*TESTO DI PARTENZA:*
Questi e non altri comunque, sono i termini con cui va misurata la proporzionalità. Lo dico per sgombrare il campo da un terzo equivoco, di cui v’è traccia sulla stampa, non solo tedesca, ancora più pericoloso perché subdolo, nella prospettiva immediata Pepp. Non si deve intendere infatti qui la proporzionalità come intervento della BCE per l’acquisto dei titoli del debito pubblico degli stati membri sul mercato secondario, legittimo solo se ‘non selettivo’, e dunque in proporzione alla partecipazione delle banche centrali alla BCE (ad esempio, il 12,5% per Banca d’Italia, il 20,5% per Bundesbank). La Corte di Giustizia infatti (sentenza OMT) ha già chiarito che la selettività di una misura non ne inficia la validità, rientra nella politica monetaria, non è vietata dai Trattati, rispetta il principio di proporzionalità. E’ grazie a questa interpretazione che nell’ambito del Pepp BCE gode oggi di una grande flessibilità negli acquisti dei titoli del debito pubblico degli stati.

*DATI ESTRATTI:*
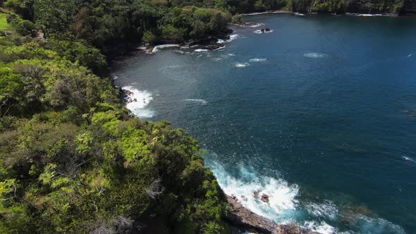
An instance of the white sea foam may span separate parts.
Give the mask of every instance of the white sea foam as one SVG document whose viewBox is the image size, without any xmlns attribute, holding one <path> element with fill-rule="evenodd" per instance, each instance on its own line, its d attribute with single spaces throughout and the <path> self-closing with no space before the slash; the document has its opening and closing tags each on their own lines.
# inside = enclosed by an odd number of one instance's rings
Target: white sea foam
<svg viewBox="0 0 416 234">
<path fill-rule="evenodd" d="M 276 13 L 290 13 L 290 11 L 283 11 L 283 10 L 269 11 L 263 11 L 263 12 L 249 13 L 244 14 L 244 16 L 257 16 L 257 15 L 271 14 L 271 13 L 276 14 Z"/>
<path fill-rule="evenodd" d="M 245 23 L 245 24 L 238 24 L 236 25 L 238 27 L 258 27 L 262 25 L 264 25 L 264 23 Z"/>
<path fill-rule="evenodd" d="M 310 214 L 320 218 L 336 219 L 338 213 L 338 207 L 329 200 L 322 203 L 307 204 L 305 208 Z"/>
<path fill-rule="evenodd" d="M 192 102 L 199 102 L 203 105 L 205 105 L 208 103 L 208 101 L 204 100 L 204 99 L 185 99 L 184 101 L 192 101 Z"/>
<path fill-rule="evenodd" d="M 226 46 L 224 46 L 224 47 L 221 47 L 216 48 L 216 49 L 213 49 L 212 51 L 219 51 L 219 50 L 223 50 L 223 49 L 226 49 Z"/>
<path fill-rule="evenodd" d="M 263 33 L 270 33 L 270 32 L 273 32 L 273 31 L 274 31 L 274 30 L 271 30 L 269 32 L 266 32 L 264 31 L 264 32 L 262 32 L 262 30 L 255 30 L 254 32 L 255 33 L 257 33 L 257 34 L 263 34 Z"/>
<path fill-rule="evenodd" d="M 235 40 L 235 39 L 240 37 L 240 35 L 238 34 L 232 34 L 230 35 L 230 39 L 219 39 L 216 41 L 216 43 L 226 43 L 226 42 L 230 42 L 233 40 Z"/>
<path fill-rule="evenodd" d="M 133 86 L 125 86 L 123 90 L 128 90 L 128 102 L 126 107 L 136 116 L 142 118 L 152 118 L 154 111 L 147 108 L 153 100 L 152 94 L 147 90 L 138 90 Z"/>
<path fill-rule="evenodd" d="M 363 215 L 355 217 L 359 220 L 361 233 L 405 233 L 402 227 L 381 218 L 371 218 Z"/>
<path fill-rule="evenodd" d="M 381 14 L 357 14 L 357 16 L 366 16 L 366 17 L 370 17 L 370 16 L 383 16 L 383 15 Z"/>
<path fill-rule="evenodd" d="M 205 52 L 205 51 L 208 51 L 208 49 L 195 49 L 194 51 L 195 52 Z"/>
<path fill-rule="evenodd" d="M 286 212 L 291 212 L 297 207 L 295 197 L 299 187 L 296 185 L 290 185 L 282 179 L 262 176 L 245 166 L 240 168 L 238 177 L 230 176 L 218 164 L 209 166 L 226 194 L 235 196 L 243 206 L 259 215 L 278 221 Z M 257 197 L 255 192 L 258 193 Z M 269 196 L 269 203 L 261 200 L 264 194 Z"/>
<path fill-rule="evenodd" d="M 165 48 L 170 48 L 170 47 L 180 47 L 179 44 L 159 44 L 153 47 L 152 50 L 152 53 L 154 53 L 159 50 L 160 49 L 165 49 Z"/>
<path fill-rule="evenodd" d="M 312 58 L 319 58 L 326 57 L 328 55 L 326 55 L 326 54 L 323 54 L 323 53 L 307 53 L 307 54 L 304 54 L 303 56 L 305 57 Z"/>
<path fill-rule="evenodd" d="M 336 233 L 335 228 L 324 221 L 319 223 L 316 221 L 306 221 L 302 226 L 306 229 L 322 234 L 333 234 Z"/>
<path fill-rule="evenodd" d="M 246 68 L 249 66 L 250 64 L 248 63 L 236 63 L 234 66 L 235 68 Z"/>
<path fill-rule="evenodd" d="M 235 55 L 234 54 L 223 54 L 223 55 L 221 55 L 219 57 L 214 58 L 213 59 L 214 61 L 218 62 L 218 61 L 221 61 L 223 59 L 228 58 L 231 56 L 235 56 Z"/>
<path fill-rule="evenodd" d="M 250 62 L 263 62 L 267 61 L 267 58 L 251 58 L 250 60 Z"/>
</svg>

*LAVORO RICHIESTO:*
Per favore, riassumi in due frasi il brano sulla proporzionalità. I dati sono materiale a sé, distinto dal testo.

*RISULTATO:*
La proporzionalità non va intesa come un obbligo per la BCE di acquistare titoli del debito pubblico degli stati membri sul mercato secondario in modo "non selettivo", cioè in proporzione alla partecipazione delle banche centrali alla BCE, equivoco presente sulla stampa e pericoloso nella prospettiva del Pepp. La Corte di Giustizia, con la sentenza OMT, ha già chiarito che la selettività di una misura non ne inficia la validità, e grazie a questa interpretazione la BCE gode oggi, nell'ambito del Pepp, di grande flessibilità negli acquisti di tali titoli.